**Your instructions:** All entries should be output exactly as they stand.

**Data supplied:**
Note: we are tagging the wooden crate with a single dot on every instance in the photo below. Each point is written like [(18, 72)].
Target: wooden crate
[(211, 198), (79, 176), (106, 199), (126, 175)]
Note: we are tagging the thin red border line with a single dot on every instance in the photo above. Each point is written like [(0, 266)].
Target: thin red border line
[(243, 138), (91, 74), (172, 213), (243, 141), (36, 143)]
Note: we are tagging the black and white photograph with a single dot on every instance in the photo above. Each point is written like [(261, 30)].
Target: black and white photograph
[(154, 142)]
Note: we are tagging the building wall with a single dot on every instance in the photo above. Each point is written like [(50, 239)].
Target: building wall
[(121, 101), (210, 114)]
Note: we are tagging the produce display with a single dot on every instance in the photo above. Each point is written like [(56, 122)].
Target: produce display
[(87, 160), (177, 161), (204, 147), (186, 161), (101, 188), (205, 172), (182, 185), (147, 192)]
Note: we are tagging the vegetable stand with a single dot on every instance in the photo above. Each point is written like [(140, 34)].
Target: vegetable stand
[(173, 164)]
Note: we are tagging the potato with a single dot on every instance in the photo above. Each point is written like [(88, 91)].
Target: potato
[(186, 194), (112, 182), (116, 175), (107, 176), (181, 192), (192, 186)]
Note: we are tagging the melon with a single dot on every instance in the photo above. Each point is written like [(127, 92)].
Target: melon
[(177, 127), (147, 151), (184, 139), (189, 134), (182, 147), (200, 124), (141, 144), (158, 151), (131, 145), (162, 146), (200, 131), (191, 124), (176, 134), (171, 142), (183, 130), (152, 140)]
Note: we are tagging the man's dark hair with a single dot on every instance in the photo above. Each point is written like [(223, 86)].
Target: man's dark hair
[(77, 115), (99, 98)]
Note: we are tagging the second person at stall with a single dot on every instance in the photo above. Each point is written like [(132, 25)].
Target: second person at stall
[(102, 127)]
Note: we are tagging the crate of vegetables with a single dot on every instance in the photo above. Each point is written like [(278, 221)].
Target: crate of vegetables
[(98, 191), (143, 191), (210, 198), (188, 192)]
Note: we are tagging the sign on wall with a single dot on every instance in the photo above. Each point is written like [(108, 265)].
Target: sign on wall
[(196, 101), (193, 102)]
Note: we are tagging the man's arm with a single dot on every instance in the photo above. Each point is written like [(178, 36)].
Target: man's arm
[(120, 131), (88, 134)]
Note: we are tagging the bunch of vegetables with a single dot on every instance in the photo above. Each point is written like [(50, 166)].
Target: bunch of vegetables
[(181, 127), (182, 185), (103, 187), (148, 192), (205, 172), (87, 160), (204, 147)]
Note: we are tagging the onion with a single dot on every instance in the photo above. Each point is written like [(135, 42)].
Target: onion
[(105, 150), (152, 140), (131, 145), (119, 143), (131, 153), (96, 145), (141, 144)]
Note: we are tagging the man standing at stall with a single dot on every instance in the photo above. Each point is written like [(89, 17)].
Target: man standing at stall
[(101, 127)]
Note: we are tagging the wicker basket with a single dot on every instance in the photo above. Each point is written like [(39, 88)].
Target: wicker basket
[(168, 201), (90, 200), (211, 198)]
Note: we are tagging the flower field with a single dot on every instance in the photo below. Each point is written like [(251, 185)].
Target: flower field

**The completed task:**
Note: we are tagging the wooden crate with a single dot on every instance in the photo below. Each point is written like [(18, 72)].
Target: wooden crate
[(211, 198), (79, 176), (106, 199), (126, 175)]
Note: we are tagging the thin red border line with a single dot on every instance in the photo above. Each point is written like [(0, 266)].
Target: thin red border line
[(243, 138), (91, 74), (172, 213), (243, 141), (36, 143)]
Note: we are tagging the black and white photograph with a single dot on every instance in the photo above. Each point is written like [(261, 30)].
Target: black and white photograph
[(154, 142)]
Note: we are tagging the building wall with a single dot on every instance in the photo above. Each point is written like [(50, 239)].
Target: building wall
[(121, 101), (210, 114)]
Note: we are tagging the produce display with a single dot on every instance in the photo above. Each point is written like [(56, 122)].
Target: produce display
[(87, 160), (177, 161), (204, 147), (186, 161), (101, 188), (205, 172), (182, 185), (147, 192)]
Note: we are tagging the vegetable stand with a single dot on every instance in the photo above. Each point is written like [(140, 34)].
Target: vegetable stand
[(173, 164)]
Note: we are tagging the potato with a single dot on every instance in the photo above. Each point is written like [(88, 91)].
Target: potato
[(186, 194), (112, 182), (116, 175), (107, 176), (181, 192), (192, 186)]
Note: we are tagging the melon with a single dot on every instance in the photo above. Each point is written like [(127, 92)].
Target: melon
[(177, 127), (147, 151), (184, 139), (189, 134), (182, 147), (200, 124), (141, 144), (158, 151), (131, 145), (162, 146), (200, 131), (191, 124), (176, 134), (171, 142), (183, 130), (152, 140)]
Note: we are tagging the man's dark hair with a single dot on every instance in the photo above. Each point is written like [(223, 86)].
Target: man's dark hair
[(77, 115), (99, 98)]
Note: we are tagging the second person at stall with a single dot on every instance in the photo above. Each point is written like [(132, 25)].
Target: second person at stall
[(102, 127)]
Note: we are tagging the crate of vegetables with a single dot on every instance in the photo above. Each point is written like [(278, 221)].
Target: crate of vegetables
[(98, 191), (143, 191), (210, 198), (188, 192)]
Note: we are tagging the sign on wall with a single dot on every instance in the photo above. Each point is written like [(108, 265)].
Target: sign on wall
[(196, 101), (193, 102)]
Note: we are tagging the man's arm with a single dot on every instance in the photo above. Each point is written like [(178, 36)].
Target: man's arm
[(120, 131), (88, 134)]
Note: we are tagging the bunch of vegetables with a single dot on every instance in the photo above. Each point is written like [(50, 166)].
Target: bunch of vegetables
[(181, 127), (182, 185), (103, 187), (148, 192), (205, 172), (87, 160), (204, 147)]
Note: we are tagging the onion with a single dot on every instance in the photo above. Each point is written like [(135, 42)].
Target: onion
[(105, 150), (152, 140), (131, 145), (119, 143), (131, 153), (96, 145), (141, 144)]
Note: we are tagging the man standing at stall with a single dot on every instance in the photo above. Each point is written like [(89, 17)].
Target: man standing at stall
[(101, 127)]
Note: we are tagging the wicker basket with a single dot on every instance in the photo above. Each point is written like [(39, 88)].
Target: wicker basket
[(168, 201), (90, 200), (211, 198)]
Note: we are tagging the flower field with a single dot on every instance in the photo below. Each point is written like [(251, 185)].
Target: flower field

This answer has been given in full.